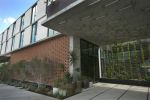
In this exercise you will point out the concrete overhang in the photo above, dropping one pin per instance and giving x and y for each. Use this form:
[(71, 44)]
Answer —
[(105, 21), (4, 58)]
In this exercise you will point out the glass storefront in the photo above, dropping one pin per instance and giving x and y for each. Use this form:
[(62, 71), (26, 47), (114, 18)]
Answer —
[(89, 60), (130, 60)]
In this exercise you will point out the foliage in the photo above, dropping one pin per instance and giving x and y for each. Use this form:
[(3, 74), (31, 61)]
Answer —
[(4, 72), (73, 57)]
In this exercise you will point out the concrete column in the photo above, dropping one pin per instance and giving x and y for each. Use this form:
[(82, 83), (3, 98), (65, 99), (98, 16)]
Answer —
[(75, 47), (100, 66)]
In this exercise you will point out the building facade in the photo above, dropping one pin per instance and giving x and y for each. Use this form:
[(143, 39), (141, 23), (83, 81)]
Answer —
[(54, 28)]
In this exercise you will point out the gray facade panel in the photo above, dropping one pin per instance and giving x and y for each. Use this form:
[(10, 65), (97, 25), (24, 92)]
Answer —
[(27, 19), (17, 26), (27, 36), (10, 31), (41, 9), (41, 30)]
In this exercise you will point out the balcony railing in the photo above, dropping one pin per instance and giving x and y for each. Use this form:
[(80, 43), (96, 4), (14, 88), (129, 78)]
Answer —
[(57, 6)]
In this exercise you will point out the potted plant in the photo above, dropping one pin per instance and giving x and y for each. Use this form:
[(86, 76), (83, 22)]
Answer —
[(62, 89), (56, 87), (70, 85), (85, 82)]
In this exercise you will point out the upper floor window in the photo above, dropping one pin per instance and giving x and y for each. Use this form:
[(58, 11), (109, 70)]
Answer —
[(34, 11), (13, 43), (22, 23), (50, 1), (14, 26), (50, 32), (21, 39), (34, 33)]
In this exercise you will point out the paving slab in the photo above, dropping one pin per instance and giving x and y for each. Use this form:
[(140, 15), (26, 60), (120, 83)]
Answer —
[(92, 92), (135, 93), (149, 93), (13, 93), (113, 94), (106, 91)]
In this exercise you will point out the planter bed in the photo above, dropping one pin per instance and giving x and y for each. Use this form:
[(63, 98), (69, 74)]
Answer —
[(127, 82), (33, 87)]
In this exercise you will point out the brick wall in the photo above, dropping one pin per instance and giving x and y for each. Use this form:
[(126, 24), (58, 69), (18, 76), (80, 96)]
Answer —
[(56, 48)]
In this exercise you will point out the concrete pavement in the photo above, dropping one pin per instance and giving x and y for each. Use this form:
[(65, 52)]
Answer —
[(106, 91), (13, 93), (100, 91)]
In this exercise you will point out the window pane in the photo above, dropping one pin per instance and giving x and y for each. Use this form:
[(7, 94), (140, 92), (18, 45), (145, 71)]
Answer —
[(1, 38), (13, 42), (50, 32), (10, 30), (22, 23), (9, 43), (3, 48), (16, 43), (22, 39), (34, 29), (4, 36), (34, 9), (27, 36)]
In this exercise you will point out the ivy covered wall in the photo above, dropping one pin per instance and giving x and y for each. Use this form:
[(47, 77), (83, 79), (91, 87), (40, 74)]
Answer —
[(128, 60)]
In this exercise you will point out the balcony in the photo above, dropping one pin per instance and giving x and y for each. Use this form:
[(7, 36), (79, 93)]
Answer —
[(57, 6), (101, 21)]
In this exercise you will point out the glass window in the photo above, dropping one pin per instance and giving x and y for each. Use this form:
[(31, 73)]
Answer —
[(10, 30), (3, 48), (13, 42), (4, 36), (16, 42), (9, 43), (22, 23), (27, 36), (34, 11), (14, 26), (21, 39), (50, 32), (50, 1), (1, 36), (33, 35)]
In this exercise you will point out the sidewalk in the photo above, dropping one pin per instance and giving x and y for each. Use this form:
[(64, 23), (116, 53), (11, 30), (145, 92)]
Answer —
[(106, 91), (100, 91), (13, 93)]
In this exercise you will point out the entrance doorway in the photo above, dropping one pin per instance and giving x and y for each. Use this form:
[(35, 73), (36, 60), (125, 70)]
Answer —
[(89, 60)]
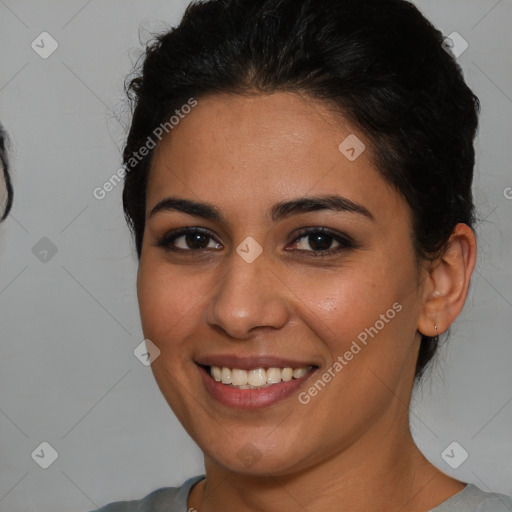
+-------+
Exercise: Copy out the stretch of the records from the line containing "In this exercise you will point out the upper" through the line containing "39), (34, 33)]", keeping every character the same.

Final result:
In this exercise you will point out the upper floor window in the photo above, dropping one pin per instance and giving x and y for each. Use this form:
[(58, 11), (109, 70)]
Answer —
[(34, 11), (13, 43), (22, 23), (50, 1), (14, 26), (50, 32), (21, 39), (34, 33)]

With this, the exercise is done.